[begin Text provided]

This embodiment will be described with reference to FIGS. 3A-3C, 4A-4D, and 5. FIGS. 3A-3C are top views of an active matrix circuit in order of manufacturing steps. FIGS. 4A-4D are conceptual sectional views showing manufacturing steps of elements, wiring lines, and other parts that constitute the circuit of this embodiment. It is noted that there is no correspondence between FIGS. 3A-3C and FIGS. 4A-4D.

First, an island-like crystalline semiconductor coating 11 is formed on a substrate 10 having an insulating surface by a known method. A gate insulating film 12 is formed to cover the semiconductor coating 11, and a gate signal line 13 is formed thereon (see FIGS. 3A and 4A).

Then, a source 14 and a drain 15 are formed by introducing an n-type or p-type impurity into the semiconductor coating 11 in a self-aligned manner by using the gate signal line 13 as a mask. A first interlayer insulating film 16 is deposited to cover the gate signal line 13 (see FIG. 4B).

Next, after a contact hole is so formed as to reach the source 14, a data signal line 17 is formed. A second interlayer insulating film 18 is then deposited to cover the data signal line 17 (see FIGS. 3B and 4C).

[end Text provided]
[begin Entries supplied]

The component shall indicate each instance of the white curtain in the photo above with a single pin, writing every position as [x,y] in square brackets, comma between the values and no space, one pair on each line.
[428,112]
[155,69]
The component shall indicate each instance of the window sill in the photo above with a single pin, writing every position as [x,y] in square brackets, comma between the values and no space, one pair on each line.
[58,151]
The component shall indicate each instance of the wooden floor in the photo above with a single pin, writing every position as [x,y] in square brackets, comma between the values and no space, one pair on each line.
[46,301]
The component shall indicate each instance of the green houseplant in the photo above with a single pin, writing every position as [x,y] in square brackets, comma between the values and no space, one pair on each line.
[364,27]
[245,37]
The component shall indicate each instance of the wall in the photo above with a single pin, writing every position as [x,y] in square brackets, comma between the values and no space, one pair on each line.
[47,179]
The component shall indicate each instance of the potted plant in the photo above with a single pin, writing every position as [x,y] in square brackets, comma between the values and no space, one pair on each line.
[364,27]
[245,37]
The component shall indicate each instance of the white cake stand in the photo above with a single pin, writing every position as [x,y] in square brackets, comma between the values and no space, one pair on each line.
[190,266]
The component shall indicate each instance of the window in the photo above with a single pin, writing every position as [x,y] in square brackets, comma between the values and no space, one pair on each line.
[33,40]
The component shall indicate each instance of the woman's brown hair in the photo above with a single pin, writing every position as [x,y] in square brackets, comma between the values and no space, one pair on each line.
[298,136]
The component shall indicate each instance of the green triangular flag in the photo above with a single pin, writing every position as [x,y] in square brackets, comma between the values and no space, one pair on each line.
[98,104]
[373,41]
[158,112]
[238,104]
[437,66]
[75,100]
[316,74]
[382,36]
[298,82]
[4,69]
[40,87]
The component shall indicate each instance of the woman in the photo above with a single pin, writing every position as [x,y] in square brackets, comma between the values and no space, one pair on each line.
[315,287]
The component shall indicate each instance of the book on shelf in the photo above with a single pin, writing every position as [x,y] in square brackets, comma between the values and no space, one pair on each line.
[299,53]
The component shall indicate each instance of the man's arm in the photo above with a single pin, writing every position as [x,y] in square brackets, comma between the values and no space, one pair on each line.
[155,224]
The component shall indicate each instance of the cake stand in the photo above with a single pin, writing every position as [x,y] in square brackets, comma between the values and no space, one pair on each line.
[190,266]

[end Entries supplied]

Written problem »
Extract everything from "This embodiment will" down to "3A and 4A)." in the passage on manufacturing the active matrix circuit, copying it word for word.

Solved problem »
This embodiment will be described with reference to FIGS. 3A-3C, 4A-4D, and 5. FIGS. 3A-3C are top views of an active matrix circuit in order of manufacturing steps. FIGS. 4A-4D are conceptual sectional views showing manufacturing steps of elements, wiring lines, and other parts that constitute the circuit of this embodiment. It is noted that there is no correspondence between FIGS. 3A-3C and FIGS. 4A-4D.

First, an island-like crystalline semiconductor coating 11 is formed on a substrate 10 having an insulating surface by a known method. A gate insulating film 12 is formed to cover the semiconductor coating 11, and a gate signal line 13 is formed thereon (see FIGS. 3A and 4A).